* **Job**
Quote the line containing "Target: cab roof" and all lines that follow it in the listing below, exactly as written.

Location annotation dataset excerpts
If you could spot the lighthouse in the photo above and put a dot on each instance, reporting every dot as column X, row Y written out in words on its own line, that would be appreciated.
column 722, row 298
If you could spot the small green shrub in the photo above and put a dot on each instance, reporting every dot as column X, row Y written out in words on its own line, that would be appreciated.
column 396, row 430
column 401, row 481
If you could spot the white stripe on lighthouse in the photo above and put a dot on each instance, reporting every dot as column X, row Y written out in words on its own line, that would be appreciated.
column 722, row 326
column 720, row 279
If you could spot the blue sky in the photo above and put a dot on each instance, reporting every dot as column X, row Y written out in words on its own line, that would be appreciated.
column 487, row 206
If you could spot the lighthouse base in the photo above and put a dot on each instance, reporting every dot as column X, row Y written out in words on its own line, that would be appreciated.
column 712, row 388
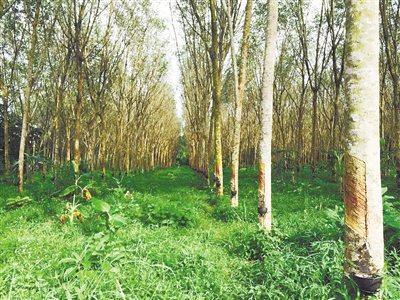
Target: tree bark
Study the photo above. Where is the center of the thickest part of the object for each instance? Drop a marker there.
(264, 176)
(27, 98)
(240, 85)
(6, 133)
(217, 93)
(364, 244)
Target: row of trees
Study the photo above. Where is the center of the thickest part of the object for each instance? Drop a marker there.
(89, 77)
(316, 115)
(310, 103)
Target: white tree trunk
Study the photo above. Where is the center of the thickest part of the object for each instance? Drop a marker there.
(264, 179)
(362, 180)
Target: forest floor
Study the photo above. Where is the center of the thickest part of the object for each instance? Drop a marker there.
(174, 240)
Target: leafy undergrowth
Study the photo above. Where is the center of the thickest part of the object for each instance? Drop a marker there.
(173, 240)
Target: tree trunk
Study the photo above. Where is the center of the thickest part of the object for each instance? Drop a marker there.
(7, 164)
(264, 176)
(78, 113)
(217, 93)
(314, 131)
(27, 99)
(364, 244)
(240, 85)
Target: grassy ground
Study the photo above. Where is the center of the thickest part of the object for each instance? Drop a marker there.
(176, 241)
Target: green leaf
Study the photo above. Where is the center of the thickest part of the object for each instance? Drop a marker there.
(117, 220)
(100, 206)
(67, 191)
(384, 190)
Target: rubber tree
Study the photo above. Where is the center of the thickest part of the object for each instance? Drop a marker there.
(364, 244)
(264, 175)
(240, 85)
(217, 95)
(27, 96)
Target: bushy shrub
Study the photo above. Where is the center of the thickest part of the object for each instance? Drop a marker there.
(166, 213)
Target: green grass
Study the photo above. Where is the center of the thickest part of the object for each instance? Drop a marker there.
(178, 242)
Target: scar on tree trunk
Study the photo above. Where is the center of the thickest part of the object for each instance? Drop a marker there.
(358, 258)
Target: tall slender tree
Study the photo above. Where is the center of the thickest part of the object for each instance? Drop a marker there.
(362, 180)
(240, 85)
(264, 177)
(27, 95)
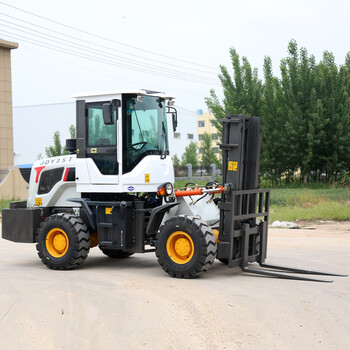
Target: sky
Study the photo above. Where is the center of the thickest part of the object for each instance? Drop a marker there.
(70, 47)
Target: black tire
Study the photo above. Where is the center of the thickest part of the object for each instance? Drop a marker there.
(71, 234)
(198, 252)
(224, 261)
(116, 254)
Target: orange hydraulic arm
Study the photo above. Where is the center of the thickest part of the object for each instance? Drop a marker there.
(198, 191)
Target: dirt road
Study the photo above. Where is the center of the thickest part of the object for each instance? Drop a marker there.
(133, 304)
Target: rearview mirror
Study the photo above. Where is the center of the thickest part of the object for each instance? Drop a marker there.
(173, 112)
(107, 110)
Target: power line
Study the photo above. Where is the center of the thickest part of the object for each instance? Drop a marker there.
(107, 39)
(93, 58)
(99, 45)
(128, 62)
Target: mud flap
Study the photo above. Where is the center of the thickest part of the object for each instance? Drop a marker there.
(20, 225)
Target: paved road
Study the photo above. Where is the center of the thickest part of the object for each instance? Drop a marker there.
(133, 304)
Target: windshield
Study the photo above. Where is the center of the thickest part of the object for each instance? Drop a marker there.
(144, 129)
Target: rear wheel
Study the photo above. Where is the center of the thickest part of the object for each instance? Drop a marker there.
(63, 241)
(185, 246)
(116, 253)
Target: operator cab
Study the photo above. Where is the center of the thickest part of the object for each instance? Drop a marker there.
(122, 141)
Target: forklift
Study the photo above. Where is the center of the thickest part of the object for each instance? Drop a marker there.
(115, 190)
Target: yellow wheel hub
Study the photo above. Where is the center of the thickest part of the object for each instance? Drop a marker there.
(180, 247)
(57, 242)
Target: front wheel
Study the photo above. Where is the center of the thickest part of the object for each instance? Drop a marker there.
(185, 246)
(63, 241)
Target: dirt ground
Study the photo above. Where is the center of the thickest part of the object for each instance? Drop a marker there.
(133, 304)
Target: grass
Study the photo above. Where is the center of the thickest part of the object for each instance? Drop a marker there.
(305, 202)
(289, 204)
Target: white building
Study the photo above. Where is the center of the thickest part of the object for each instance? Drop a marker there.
(34, 126)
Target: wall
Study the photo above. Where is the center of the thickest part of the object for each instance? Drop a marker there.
(6, 131)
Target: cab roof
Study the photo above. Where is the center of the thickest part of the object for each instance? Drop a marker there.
(117, 93)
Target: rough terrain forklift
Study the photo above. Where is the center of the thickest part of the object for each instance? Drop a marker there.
(115, 190)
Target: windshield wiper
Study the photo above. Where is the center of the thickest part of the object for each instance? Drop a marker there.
(163, 145)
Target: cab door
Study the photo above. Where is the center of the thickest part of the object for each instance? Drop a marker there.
(97, 144)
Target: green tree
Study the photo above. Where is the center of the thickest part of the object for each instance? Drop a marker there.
(176, 160)
(190, 155)
(208, 154)
(57, 149)
(305, 113)
(73, 131)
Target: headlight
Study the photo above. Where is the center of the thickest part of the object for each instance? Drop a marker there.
(165, 189)
(169, 188)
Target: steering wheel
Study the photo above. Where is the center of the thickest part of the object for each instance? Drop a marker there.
(137, 146)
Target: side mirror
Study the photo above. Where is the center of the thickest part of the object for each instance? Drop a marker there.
(107, 110)
(107, 113)
(173, 112)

* **Result of the exercise**
Target: cab roof
Study the photo above. Where is the center of the thickest part of the object for each instance? Drop a marker there.
(117, 93)
Target: rough terrain forklift
Study the photo above. Where is the center of the thickest part of the object for each instance? Drop a marker there.
(115, 190)
Target: windshield wiper
Study the photo above. Where is the center of the thickest part of the object for each instance? Drop a marker there.
(163, 145)
Target: cab door
Study the photo above. Where is the center of the thickest part of the object for each instance? Drop a marker there.
(97, 144)
Target: green tree
Study the photo above. Where is the center of the thickest part of the object for each instance? Drop a marker there.
(176, 160)
(190, 155)
(208, 154)
(57, 149)
(305, 113)
(73, 131)
Target: headlight
Study the photo above. Where is the center of the thickest part of the object for each instance? Drop a marker there.
(165, 189)
(169, 188)
Target: steering wheel
Study the photo above. Where is the center of the thickest part of the object for each instance? Drop a marker there.
(137, 146)
Target: side mirror
Study the photo above. Where is the center of the thickest part of the object for each instance? Drop a marker there.
(107, 110)
(107, 113)
(173, 112)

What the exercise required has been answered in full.